The entries are to be returned exactly, with images left out.

» RECORDS PROVIDED
= = = = = = =

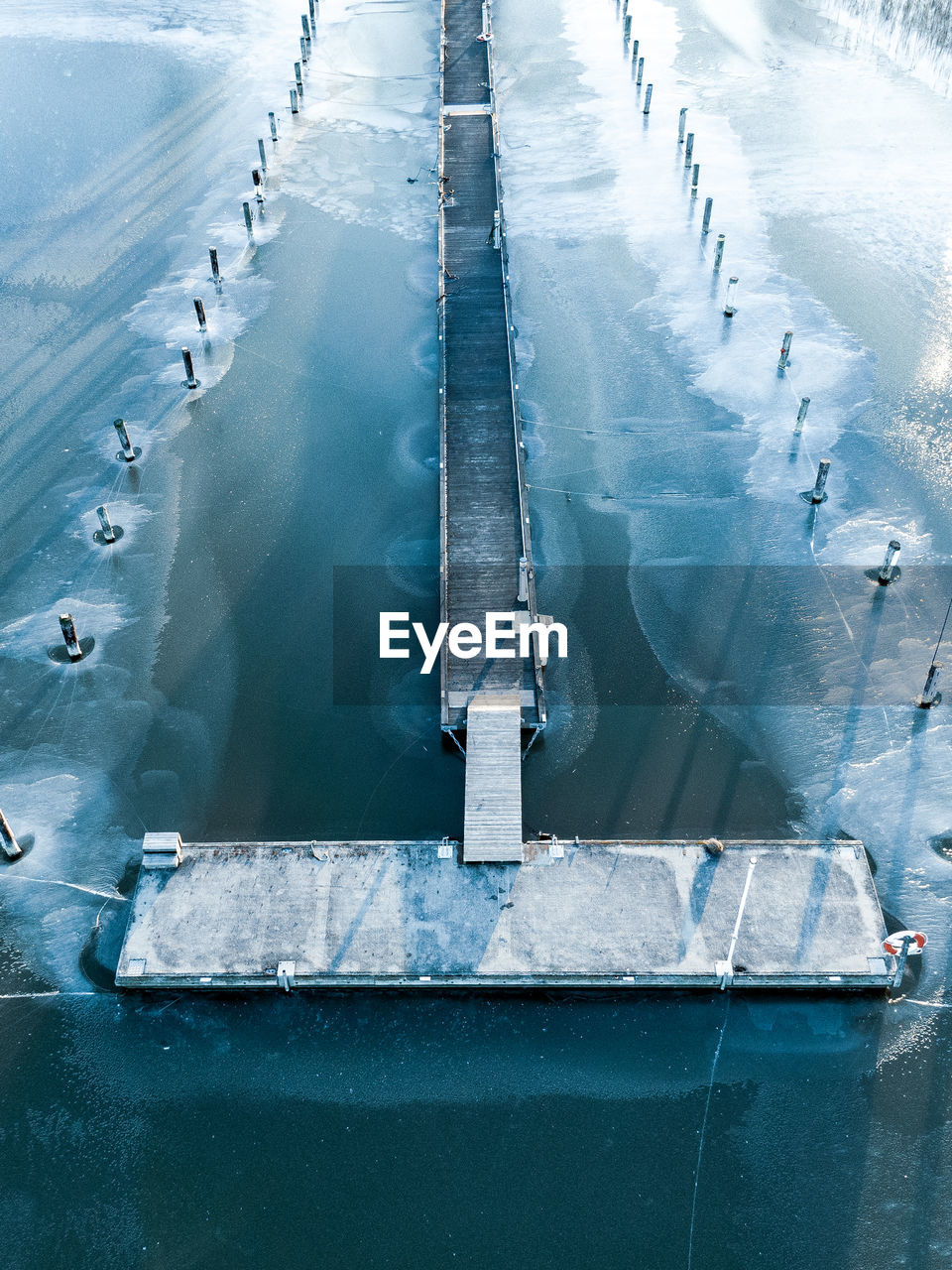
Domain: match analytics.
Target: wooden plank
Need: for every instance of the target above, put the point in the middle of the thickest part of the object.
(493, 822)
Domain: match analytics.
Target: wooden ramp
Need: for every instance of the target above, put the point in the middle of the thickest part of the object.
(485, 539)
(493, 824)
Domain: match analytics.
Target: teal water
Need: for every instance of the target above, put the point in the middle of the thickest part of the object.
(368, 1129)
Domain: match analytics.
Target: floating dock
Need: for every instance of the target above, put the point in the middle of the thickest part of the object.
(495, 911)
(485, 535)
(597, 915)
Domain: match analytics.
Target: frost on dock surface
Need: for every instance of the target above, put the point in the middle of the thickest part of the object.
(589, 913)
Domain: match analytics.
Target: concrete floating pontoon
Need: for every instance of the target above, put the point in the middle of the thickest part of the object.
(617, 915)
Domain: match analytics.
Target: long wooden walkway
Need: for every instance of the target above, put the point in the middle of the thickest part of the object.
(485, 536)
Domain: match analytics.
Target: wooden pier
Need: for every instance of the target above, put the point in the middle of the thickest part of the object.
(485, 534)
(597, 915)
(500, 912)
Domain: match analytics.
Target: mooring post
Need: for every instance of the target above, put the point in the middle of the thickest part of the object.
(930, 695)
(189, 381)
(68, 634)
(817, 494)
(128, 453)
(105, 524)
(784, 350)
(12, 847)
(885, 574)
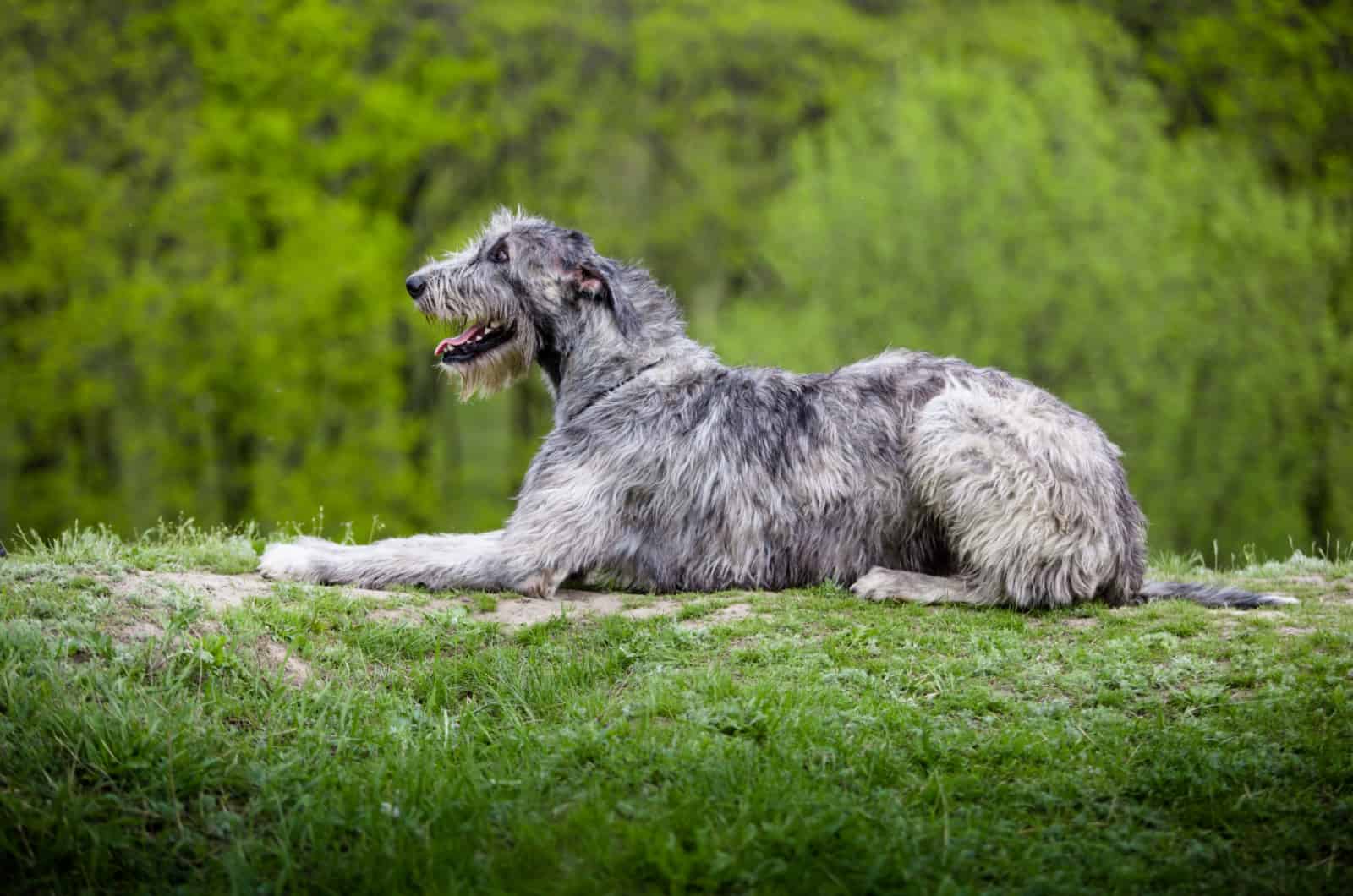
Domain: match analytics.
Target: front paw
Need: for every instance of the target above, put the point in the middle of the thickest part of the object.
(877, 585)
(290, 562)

= = = = = = =

» ANSWER TO THIS PROBLEM
Domain: match analytics.
Target: wooden plank
Need: for every instance of the target above, put the point in the middle of the thickest part of the object.
(493, 822)
Domain: match analytics.
Target: wooden ramp
Need: for every instance of the target above, put the point in the middle of the thickest part of the object.
(485, 539)
(493, 824)
Domain: match analytics.
Target: teal water
Need: for every instance of the target above, put the point in the middle of the thickest part of the object.
(368, 1129)
Domain: match analytics.
Target: floating dock
Need: for every instance of the target above, put the point in the middle of the thickest part of the object.
(495, 911)
(485, 535)
(597, 915)
Domain: match analytics.
Target: frost on dock surface
Need: for every instance of the target above, put the point in the middle of the thickest part of the object.
(589, 913)
Domain: match analytics.
Target: concrete floating pontoon
Need: for every instance of the target above, put the point in the middle of the thickest part of the object.
(617, 915)
Domain: match analytics.
Target: long wooden walkway
Need: for every instance of the target above, put the point in the middle of the thickest part of the object.
(485, 536)
Domain: match analytics.
Target: wooden pier
Need: for every instance of the target above, put the point in the middle of the thickest part of the object.
(485, 534)
(597, 915)
(500, 912)
Domain: match analytics.
Target: mooring post
Need: for every instance of the target above, put the point in the middle of the thickest part of the object.
(930, 695)
(189, 381)
(68, 634)
(817, 494)
(128, 453)
(105, 524)
(784, 350)
(12, 847)
(885, 574)
Domain: match analytics.
Target: front paw
Need: for every instance of the target above, put the point in the middle of the thickest part of the object.
(877, 585)
(290, 562)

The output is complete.